Available data.

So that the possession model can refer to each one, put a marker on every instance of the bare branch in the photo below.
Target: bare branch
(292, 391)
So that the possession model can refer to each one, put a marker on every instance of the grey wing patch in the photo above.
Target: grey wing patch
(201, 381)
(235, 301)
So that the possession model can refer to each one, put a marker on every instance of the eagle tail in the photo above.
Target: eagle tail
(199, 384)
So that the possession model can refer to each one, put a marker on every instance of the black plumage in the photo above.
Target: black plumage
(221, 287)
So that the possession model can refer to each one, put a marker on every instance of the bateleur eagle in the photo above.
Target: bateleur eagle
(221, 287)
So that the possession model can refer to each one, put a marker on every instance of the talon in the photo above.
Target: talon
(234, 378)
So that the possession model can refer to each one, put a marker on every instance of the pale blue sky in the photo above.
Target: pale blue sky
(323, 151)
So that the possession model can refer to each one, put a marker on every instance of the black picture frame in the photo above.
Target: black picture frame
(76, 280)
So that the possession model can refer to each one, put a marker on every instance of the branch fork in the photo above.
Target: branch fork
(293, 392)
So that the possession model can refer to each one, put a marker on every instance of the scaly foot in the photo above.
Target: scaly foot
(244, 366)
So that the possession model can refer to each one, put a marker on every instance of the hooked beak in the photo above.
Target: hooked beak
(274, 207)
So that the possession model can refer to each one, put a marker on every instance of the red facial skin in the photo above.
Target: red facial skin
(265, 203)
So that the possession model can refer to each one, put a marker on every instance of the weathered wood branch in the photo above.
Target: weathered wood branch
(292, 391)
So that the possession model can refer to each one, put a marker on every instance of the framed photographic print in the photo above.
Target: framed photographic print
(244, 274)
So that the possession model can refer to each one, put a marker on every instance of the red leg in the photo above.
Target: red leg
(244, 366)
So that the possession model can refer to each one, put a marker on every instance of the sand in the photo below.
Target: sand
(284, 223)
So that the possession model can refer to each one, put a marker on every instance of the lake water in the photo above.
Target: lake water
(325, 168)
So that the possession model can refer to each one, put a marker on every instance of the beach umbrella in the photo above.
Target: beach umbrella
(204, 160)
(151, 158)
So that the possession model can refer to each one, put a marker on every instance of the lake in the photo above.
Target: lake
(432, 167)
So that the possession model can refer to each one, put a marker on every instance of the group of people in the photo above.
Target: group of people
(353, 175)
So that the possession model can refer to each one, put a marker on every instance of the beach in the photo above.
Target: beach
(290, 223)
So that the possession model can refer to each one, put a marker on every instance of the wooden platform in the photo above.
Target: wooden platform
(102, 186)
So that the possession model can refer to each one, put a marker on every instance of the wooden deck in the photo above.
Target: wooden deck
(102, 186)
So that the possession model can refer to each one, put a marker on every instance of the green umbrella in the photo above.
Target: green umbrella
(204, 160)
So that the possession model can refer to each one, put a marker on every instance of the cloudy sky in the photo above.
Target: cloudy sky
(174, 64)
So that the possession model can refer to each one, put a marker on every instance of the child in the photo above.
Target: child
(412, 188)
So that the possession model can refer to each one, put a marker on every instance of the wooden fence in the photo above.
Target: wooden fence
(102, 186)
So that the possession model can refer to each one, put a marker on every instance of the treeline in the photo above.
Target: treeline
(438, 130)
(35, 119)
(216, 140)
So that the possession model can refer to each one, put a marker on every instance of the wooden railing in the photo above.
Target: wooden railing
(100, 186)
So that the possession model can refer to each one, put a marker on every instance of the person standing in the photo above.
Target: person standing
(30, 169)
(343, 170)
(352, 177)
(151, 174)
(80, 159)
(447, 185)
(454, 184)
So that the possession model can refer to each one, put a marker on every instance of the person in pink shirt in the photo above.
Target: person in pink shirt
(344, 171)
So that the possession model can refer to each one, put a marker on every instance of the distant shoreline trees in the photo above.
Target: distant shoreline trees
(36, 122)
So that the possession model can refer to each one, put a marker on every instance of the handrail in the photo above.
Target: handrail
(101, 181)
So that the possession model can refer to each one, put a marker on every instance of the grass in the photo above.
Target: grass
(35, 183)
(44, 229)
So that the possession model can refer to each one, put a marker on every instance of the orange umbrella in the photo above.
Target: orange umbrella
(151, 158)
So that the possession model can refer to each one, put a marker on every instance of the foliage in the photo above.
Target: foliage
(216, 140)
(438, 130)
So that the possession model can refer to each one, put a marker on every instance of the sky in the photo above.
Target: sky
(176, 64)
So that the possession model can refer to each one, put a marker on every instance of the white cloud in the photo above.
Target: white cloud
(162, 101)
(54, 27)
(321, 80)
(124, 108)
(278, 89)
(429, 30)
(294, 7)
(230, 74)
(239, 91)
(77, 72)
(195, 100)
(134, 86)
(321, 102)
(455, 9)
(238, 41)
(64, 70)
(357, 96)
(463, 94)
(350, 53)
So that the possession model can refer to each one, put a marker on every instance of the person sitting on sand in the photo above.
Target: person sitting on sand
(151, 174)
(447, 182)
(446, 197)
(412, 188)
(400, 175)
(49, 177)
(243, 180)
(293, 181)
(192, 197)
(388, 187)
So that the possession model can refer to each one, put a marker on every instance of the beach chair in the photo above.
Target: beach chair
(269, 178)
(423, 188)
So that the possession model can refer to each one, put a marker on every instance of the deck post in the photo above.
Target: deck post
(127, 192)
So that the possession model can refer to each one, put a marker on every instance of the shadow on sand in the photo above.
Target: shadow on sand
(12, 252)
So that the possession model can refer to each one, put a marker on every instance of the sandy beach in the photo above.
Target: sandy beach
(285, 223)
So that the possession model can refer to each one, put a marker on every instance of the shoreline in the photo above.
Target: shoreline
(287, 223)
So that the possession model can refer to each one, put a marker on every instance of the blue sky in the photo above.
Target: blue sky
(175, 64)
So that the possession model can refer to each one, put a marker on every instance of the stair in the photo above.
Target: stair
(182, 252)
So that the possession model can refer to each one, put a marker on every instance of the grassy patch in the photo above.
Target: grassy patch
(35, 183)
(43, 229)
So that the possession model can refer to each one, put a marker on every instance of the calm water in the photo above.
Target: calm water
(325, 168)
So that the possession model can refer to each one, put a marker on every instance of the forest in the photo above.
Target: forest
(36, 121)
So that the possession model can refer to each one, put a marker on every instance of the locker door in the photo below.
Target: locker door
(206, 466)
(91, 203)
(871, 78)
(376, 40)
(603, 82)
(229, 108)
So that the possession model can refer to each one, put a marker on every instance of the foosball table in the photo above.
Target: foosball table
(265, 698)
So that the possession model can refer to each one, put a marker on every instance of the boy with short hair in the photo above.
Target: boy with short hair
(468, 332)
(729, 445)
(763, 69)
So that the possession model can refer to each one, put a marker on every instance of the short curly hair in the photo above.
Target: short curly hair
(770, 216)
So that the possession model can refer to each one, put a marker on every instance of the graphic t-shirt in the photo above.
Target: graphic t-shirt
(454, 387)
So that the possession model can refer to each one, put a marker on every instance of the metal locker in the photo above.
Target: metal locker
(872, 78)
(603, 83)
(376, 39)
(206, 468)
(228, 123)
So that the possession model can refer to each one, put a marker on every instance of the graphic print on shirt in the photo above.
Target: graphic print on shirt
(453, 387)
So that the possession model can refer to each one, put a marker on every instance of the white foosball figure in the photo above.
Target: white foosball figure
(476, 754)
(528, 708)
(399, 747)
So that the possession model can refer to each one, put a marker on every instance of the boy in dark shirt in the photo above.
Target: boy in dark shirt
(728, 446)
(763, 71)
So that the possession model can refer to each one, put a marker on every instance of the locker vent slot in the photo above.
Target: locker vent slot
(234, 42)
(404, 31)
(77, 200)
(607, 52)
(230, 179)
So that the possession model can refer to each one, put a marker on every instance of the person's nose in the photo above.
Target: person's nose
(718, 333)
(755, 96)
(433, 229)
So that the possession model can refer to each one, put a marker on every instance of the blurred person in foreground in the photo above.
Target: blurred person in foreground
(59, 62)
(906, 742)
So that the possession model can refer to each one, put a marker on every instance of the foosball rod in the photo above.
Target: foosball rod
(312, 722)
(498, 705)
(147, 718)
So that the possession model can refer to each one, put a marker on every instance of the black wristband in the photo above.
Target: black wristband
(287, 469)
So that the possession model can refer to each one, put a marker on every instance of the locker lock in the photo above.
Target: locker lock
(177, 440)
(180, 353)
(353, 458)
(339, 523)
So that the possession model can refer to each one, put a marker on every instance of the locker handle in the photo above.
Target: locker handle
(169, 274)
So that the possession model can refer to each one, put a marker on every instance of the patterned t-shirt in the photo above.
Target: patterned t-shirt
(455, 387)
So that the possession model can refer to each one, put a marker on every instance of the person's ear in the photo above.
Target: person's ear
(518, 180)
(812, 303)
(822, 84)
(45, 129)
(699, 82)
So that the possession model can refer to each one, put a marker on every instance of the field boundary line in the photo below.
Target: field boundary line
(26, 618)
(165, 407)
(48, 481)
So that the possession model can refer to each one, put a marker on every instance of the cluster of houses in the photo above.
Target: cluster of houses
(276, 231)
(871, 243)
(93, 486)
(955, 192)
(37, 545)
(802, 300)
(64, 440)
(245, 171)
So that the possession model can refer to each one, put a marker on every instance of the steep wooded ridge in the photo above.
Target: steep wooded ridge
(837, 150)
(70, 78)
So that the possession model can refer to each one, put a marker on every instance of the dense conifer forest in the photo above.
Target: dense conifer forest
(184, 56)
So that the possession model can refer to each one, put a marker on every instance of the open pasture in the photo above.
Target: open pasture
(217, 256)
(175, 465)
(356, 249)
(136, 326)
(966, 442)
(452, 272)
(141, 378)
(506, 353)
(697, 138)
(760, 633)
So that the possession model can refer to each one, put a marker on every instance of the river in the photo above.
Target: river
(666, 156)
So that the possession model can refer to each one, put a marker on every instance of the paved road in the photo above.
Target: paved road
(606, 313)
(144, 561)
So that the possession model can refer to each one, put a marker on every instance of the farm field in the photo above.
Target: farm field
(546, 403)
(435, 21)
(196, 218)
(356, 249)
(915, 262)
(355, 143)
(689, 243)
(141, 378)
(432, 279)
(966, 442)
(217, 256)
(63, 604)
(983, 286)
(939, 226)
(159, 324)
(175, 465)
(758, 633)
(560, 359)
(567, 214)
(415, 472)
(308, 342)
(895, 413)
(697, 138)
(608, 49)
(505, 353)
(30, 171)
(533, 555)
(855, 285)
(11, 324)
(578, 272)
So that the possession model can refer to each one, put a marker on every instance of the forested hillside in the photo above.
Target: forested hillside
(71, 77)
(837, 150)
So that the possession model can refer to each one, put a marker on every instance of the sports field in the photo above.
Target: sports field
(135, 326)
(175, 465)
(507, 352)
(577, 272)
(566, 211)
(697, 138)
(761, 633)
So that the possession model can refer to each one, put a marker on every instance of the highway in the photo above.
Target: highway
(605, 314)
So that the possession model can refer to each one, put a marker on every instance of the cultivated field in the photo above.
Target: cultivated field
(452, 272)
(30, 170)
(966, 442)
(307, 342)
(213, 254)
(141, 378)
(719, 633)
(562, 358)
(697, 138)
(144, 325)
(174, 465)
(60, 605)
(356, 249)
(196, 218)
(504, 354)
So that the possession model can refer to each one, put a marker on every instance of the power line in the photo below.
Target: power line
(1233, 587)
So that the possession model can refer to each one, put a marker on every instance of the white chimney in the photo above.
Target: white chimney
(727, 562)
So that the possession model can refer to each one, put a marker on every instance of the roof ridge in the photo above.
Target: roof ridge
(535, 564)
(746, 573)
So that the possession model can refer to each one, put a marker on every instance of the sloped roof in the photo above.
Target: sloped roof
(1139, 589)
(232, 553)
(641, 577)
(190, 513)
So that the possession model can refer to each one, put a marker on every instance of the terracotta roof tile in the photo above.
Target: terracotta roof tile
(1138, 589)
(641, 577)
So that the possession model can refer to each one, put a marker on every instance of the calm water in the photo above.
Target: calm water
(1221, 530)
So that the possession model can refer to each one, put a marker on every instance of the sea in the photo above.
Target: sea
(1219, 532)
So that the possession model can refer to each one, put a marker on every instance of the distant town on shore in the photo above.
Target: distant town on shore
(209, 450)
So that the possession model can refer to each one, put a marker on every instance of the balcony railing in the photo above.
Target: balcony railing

Task statement. In the records above, find the line containing "power line in the photo below."; please retype it and every line after it through the last line, exactly and with nothing else.

Solution to this task.
So that the possession model can refer to each one, put a marker on every instance of the power line in the photo below.
Target: power line
(1233, 587)
So that the possession model can refer to each one, put a marker on every instance of the white chimney in the photo above.
Target: white chimney
(727, 562)
So that the possession model can refer to each one, put a marker on every instance of the roof ridge in the photo above.
Target: roof ridge
(535, 564)
(746, 573)
So that the possession model can refer to each one, put a marker on every instance of the sloped roof in the photo above.
Target: sloped roof
(1139, 589)
(232, 553)
(641, 577)
(190, 513)
So that the possession model can refer to each one, put a marker on every instance of the terracotta roof tile in the photo above.
Target: terracotta roof tile
(1138, 589)
(641, 577)
So that the possession model can refer to each one, put a marker on every instance of the calm water in the photo above.
Target: calm water
(1221, 530)
So that the possession model can refer to each one, put a marker on every instance of the sea in the photo above.
Target: sea
(1219, 532)
So that the possession model can refer to each one, put a marker on every instance of the distant town on shore in the photo above.
Target: distant town on shore
(209, 450)
So that the possession model can refer to each one, put a marker on every instance of the balcony railing in the photo above.
Target: balcony railing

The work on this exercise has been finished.